-------- Entries shown --------

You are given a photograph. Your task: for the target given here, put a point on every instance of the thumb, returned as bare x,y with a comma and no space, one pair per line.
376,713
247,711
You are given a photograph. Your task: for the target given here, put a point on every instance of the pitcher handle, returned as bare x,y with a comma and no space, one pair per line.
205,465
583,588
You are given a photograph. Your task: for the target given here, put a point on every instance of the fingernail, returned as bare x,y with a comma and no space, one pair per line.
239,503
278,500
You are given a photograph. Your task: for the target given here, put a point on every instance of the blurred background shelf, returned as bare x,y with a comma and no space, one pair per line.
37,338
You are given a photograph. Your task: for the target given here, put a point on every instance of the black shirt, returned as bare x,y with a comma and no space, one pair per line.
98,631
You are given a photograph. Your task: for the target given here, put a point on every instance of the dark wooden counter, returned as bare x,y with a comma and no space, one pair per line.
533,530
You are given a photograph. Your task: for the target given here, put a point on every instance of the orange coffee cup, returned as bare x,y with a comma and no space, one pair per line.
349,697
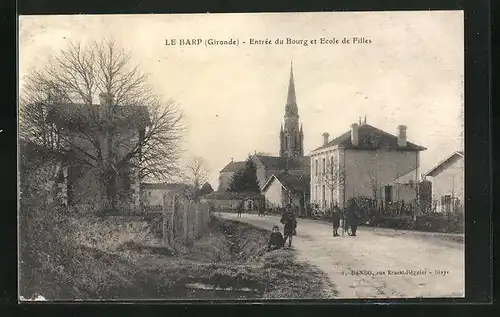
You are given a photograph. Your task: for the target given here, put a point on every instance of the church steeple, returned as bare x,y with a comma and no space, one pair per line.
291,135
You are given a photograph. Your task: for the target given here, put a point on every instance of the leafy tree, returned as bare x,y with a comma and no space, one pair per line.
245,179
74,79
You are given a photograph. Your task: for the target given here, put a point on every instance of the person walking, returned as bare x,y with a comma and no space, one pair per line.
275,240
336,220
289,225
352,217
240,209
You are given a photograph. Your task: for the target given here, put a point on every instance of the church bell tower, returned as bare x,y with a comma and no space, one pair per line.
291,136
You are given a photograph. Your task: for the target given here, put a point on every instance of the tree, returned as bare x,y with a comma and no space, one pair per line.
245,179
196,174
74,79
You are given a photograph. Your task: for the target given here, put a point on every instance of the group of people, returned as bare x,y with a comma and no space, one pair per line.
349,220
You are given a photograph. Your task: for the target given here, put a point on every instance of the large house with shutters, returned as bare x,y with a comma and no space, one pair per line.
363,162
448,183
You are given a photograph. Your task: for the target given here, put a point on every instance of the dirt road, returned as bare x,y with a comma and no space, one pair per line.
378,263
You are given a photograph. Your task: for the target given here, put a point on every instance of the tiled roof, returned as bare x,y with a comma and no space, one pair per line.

--------

- _Problem requirements_
Would you return the data exactly as written, without the pictures?

- _In response_
You are given a photograph. Your task: for the target given here, put a point on every instance of the thumb, returned as bare x,y with a comma and no space, one pair per line.
376,713
247,711
You are given a photograph. Your task: for the target given here, put a point on every instance of the pitcher handle, returned as bare x,y with a comma and no space, one pair per line.
205,465
583,588
You are given a photograph. Your task: for the target given here, put a point on every instance of the fingernail, returned as bare x,y with a comma and no space, one pair per line.
239,503
278,500
You are given a photograph. Your task: for the target given here, put a point on every instance of the blurred background shelf, returned as bare x,y with a comma and no space, one pair per line.
37,338
You are given a photograph. Your task: for the target given here, put a point on every instance of the black shirt, returned as bare x,y with a comma and no space, one pair per line.
98,631
You are given a photograph. Your task: for the target given here, put a point on every instance of the dark wooden counter, returned as bare x,y with a comma and no space, one pair per line.
533,530
You are given a photograph. Your task: for the target given here, put a point on every instance of the orange coffee cup, returned as bare x,y with a comma and no space, one pair per line.
349,697
You are given a photograph. Your task: for the target given here, put a point on every instance of the church steeple, returned as bare x,y with a comma and no space, one pair per line.
291,135
You are given a photograph. Your task: for the target given here, put a point on every instance of the leafy tree, returned as bare x,y with a comma and no space, one pair per line.
245,179
74,79
You are given a photograph. Your task: for the target given here, put a point on every instance of the person walking, returned as bare x,y with a comma and no space, one pair per line.
275,240
336,220
289,225
352,217
240,209
You are given a photograph. Your task: for the target given here, put a point on every instance of the church bell tower, returned as bare x,y with a comma and no space, one pair per line.
291,136
You are given a photograph. Your task: for the target given here, put a point on every instance of the tree, returned as bare x,y with a comma and no space, one pair per line.
245,179
196,174
74,79
You are given a photograph. Your task: for the target given here, put a point on every instance of the group of people, returned as bare x,y with a comma and no space, one pair per line.
349,220
You are given a photograph. Your task: for the target given here, put a point on every instance of the large house with shutters, returned as bare x,y with a comma and no space, one pair per line.
363,162
448,183
You are given a photograph. Your task: for the target given here, put a point on every instance of the dirt road, returned as bare x,y with a comma and no space, one pair per line.
378,263
You are given a photograph. Your task: for the target given here, put a point on every instance of the tiled roof, returned as bare x,y with a comma and no space, one pair per line.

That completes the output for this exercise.